▸ **TASK BRIEF**:
Rewrite the records from the line with "point: soccer ball" up to and including the line with "column 723, row 278", putting "widest" wherever "thickest" appears and leaving everything else as it is.

▸ **GIVEN INFORMATION**:
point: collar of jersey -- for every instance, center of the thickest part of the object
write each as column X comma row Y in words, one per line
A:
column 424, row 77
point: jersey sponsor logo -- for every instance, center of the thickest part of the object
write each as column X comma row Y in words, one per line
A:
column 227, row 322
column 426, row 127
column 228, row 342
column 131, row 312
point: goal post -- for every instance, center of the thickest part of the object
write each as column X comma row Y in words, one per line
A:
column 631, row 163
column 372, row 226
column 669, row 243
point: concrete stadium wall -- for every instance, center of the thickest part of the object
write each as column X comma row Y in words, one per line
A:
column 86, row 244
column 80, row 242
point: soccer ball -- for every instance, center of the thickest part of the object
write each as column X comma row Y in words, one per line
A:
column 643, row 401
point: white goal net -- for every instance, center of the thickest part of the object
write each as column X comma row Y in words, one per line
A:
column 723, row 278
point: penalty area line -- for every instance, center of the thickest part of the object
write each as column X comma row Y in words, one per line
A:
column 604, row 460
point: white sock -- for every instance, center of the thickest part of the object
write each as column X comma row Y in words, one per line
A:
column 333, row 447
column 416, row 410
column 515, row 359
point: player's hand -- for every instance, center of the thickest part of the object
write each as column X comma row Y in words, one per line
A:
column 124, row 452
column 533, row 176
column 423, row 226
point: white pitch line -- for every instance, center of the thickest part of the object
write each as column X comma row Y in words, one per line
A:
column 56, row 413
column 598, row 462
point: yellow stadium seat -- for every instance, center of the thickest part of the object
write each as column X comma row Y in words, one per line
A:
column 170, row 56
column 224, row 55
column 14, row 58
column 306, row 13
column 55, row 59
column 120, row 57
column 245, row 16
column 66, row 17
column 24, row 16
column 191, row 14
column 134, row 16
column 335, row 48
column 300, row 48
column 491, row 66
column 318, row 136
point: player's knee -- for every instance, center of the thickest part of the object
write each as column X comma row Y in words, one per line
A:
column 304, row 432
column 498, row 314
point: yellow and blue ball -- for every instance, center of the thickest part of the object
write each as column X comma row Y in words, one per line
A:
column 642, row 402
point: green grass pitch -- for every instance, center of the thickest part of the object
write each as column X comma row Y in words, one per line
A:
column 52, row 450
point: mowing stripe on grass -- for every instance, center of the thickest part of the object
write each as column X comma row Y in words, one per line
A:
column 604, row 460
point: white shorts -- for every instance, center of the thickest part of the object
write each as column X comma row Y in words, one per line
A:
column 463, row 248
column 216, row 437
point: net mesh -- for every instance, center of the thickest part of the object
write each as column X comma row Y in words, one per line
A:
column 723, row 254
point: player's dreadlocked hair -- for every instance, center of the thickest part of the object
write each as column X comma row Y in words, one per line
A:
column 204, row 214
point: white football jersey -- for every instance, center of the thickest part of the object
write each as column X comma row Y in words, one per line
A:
...
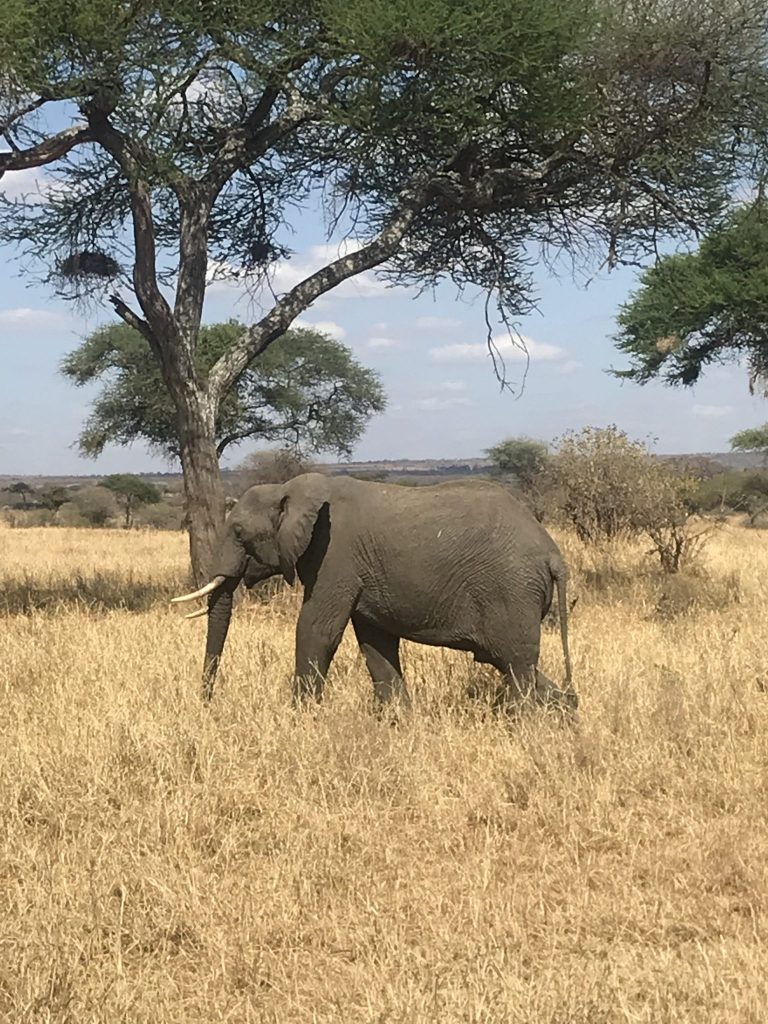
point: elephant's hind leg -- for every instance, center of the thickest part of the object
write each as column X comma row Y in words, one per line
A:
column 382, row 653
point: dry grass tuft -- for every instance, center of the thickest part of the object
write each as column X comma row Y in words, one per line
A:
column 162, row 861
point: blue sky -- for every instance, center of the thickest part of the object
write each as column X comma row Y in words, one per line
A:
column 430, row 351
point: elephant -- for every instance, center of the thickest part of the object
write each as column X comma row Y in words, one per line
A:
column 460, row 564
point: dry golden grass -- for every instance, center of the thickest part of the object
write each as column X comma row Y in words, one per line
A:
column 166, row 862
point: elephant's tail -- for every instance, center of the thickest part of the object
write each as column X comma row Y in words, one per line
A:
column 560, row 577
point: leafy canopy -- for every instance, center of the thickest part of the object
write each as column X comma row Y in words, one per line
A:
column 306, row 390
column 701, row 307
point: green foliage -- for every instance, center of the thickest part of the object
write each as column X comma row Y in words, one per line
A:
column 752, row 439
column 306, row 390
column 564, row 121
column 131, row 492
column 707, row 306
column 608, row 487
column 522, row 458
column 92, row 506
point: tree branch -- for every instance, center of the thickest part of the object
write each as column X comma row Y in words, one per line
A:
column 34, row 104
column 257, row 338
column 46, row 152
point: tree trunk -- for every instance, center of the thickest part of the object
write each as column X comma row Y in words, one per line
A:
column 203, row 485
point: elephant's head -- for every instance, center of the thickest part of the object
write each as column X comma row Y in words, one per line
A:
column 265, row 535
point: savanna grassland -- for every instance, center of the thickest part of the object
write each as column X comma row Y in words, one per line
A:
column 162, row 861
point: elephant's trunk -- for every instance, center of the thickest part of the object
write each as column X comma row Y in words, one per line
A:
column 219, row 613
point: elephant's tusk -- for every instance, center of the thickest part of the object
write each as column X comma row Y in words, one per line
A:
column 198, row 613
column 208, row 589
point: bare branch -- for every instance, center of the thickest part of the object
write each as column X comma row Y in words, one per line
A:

▸ **FINAL ANSWER**:
point: soccer ball -- for every instance, center of the widest part of the object
write each as column X comma row Y in words, one per line
A:
column 643, row 401
point: white goal net -- for every instance, center of the widest part of the object
write each as column X comma row Y in words, one per line
A:
column 723, row 278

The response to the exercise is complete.